-------- SUPPLIED RECORDS
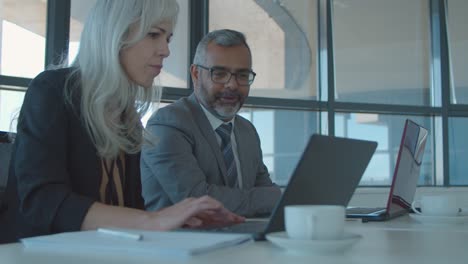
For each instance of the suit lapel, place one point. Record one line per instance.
(207, 132)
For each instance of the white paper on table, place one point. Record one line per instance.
(153, 243)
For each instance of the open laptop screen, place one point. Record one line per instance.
(407, 168)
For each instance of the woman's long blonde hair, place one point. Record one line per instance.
(111, 104)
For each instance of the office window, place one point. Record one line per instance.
(382, 51)
(10, 104)
(175, 71)
(283, 38)
(458, 151)
(387, 131)
(457, 24)
(284, 135)
(22, 37)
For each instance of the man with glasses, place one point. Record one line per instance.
(204, 147)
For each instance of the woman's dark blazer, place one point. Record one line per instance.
(55, 164)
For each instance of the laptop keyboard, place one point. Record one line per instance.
(363, 210)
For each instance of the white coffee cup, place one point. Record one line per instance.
(314, 221)
(436, 205)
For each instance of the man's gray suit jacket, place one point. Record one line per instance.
(187, 161)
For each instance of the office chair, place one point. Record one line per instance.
(7, 189)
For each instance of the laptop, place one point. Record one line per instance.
(405, 177)
(327, 173)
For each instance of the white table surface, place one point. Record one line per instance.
(398, 241)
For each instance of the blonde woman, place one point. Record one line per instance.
(77, 149)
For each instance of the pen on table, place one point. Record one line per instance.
(121, 234)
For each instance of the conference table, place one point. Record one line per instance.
(401, 240)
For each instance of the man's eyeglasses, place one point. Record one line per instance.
(223, 76)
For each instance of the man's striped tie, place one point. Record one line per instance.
(224, 131)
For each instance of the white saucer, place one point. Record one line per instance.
(336, 246)
(440, 220)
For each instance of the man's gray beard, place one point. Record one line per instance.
(221, 111)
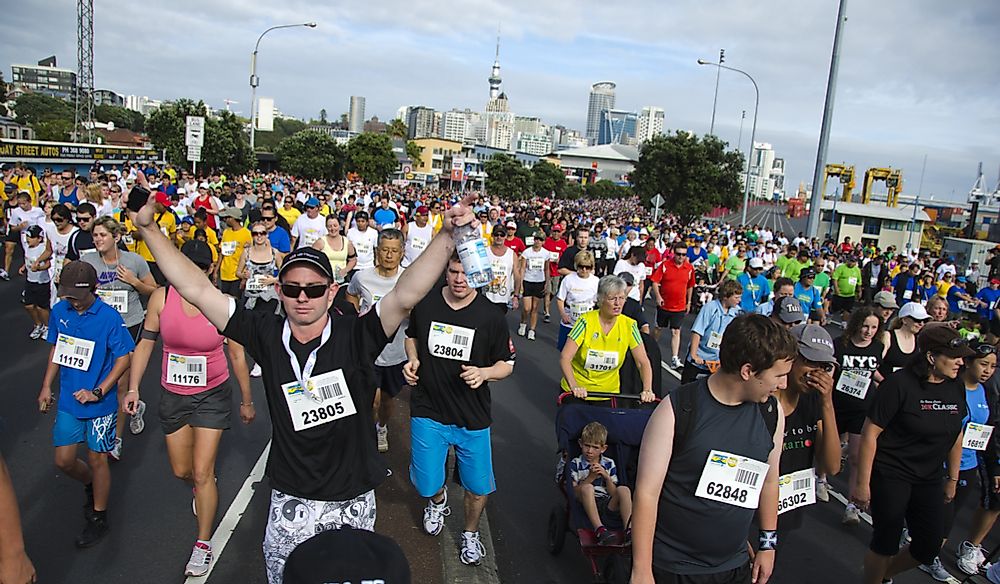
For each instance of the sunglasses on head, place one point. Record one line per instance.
(312, 290)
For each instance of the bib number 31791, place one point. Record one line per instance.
(732, 479)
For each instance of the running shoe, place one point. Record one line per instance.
(434, 515)
(936, 570)
(136, 425)
(200, 561)
(383, 437)
(116, 452)
(472, 549)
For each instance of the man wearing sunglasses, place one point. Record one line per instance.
(323, 463)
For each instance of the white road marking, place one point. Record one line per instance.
(233, 515)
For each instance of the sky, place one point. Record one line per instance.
(918, 79)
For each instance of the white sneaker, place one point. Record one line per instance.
(970, 557)
(851, 515)
(822, 491)
(434, 514)
(383, 437)
(472, 549)
(936, 570)
(201, 560)
(136, 425)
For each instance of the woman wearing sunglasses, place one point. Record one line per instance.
(913, 431)
(197, 395)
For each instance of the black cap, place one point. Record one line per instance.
(346, 555)
(309, 256)
(198, 252)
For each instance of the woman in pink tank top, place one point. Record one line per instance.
(196, 402)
----------------
| DIRECTIONS FOR THIS TASK |
Repeat the lines exactly, starting with the line that contains "For each instance of the man's gray beard, place" and ending with the last line of the entries. Keep both of those lines but no pictures.

| WRITTEN SOLUTION |
For each instance of the man's gray beard, place one point. Record one line per instance.
(221, 111)
For each instance of the sunglasses on head, place one point. Record one line per instance.
(312, 290)
For each instance of the bib number 31791, place one point. Record one line per instance.
(732, 479)
For each instance of the running shoe, place one point. Record one line per instance.
(434, 515)
(936, 570)
(136, 425)
(200, 561)
(383, 437)
(116, 452)
(472, 549)
For each instance of the man wearing sunglasses, place one point. Record one line per instance.
(323, 463)
For each instance of the white road marking, place one point. Record one line per instance.
(233, 515)
For each instance of the sky, place one point. Record one line per instance.
(918, 79)
For each instance of the white sneaker, place one point. Record one line per instance.
(970, 557)
(851, 515)
(822, 491)
(434, 514)
(383, 437)
(472, 549)
(936, 570)
(201, 560)
(136, 425)
For each instance of the woman wearing sunglasses, place one point. Record one line per instance.
(913, 431)
(197, 395)
For each instance of the black cap, place one point. Record one line per instance.
(346, 555)
(309, 256)
(198, 252)
For each instance of the woman in pink tank top, place one point. Record one line per instance.
(196, 402)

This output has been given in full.